TEXT SECTION:
In addition, our comments will cover certain non-GAAP financial measures, our earnings press release filed earlier today with our form 8-K reconciles each non-GAAP measure to the most directly comparable GAAP measure. Our form 8-K which contains important disclosures about our use of non-GAAP measures and our earnings release containing the reconciliation, can be found on our website at www.MANH.com. Now, I'll turn the call over to Pete.
- President,CEO, COO
Thanks, Dennis. And welcome to our second quarter earnings call. I'll start the call by taking you through some of the highlights from the quarter and first half. Dennis will then get into details of our financial results. I'll follow with additional details about our business and provide an overview of our outlook for the balance of 2007 and our financial guidance, and then we'll be happy to answer your questions.

SOURCE EXCERPT:
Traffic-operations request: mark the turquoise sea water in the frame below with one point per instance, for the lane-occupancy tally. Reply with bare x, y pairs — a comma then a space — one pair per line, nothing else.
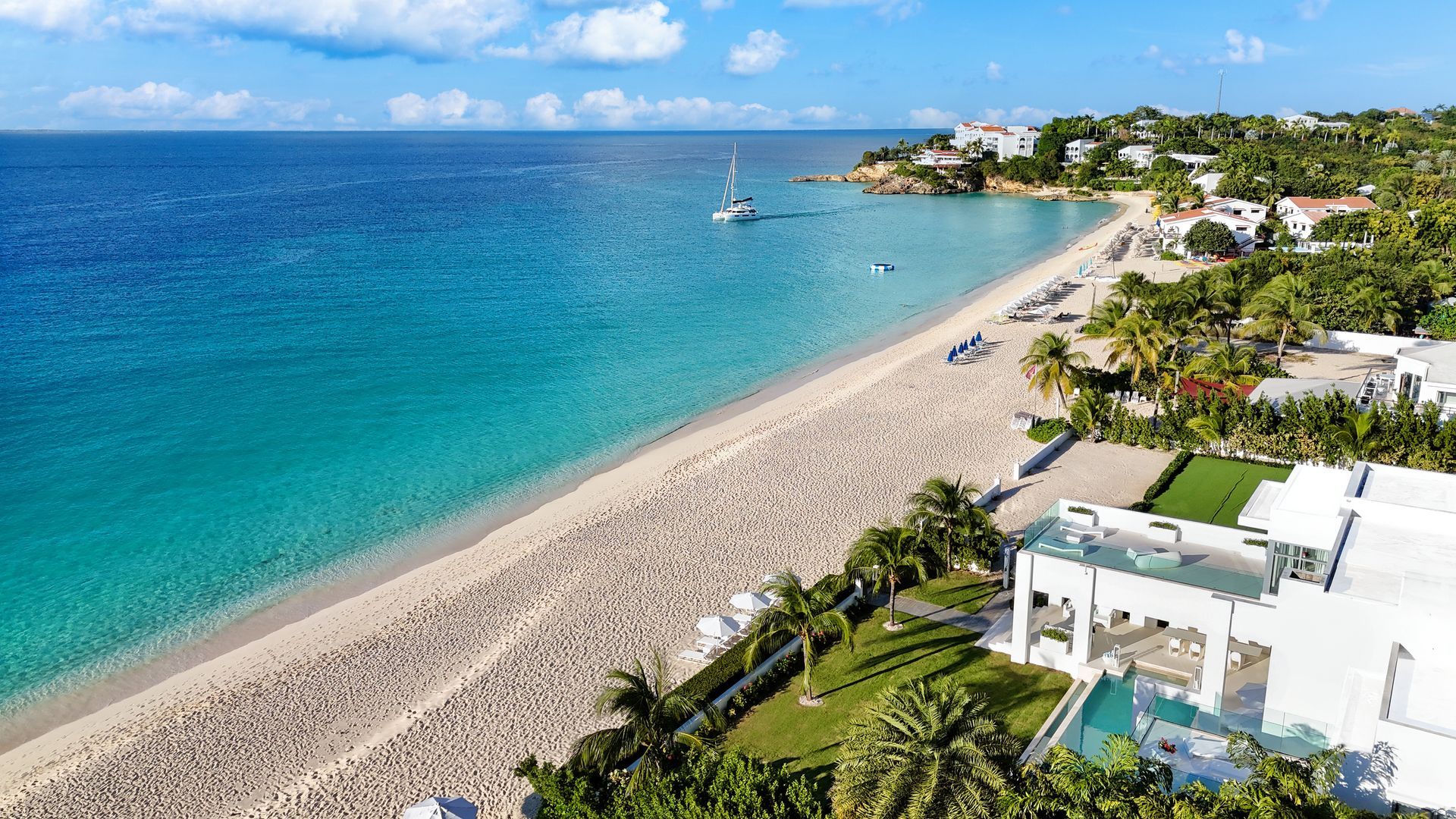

GOALS:
1) From the earnings call excerpt, list each job title given on the line beginning "- President".
2) Resume the earnings call excerpt after its final sentence, carrying on with the opening remarks.
The listing has no part in this work.

THE ANSWERS:
1) President, CEO, COO

2)
We're pleased to report a superb second quarter, many of you may remember that in 2006 we reported a relatively weak first quarter as a few license fees slipped from Q1 into Q2. And as a result, we reported a very strong Q2 of 2006. Therefore, comparisons of this year's Q2 with Q2 of last year are more challenging. Nonetheless, I believe we delivered a strong second quarter of 2007, even when compared with an exceptionally strong result in the year earlier.
License revenue in the quarter was 23.4 million a new record and an increase of 10% versus Q2 of last year which was our previous record. In particular, our European operations had a great quarter. EMEA posted license revenue of about 4 million in the quarter. More than 3 times greater than the prior year. Total revenue was 89.6 million, a new record and an increase of 15% over the prior year. This quarter's record total revenue was more than 10 million greater than our previous record. And this marks the 11th consecutive quarter of double-digit revenue growth. Adjusted EPS was $0.36 for the quarter an increase of 6% over last year. And if you strip out the impact of a weaker dollar, our adjusted EPS growth was 15% over the same quarter last year.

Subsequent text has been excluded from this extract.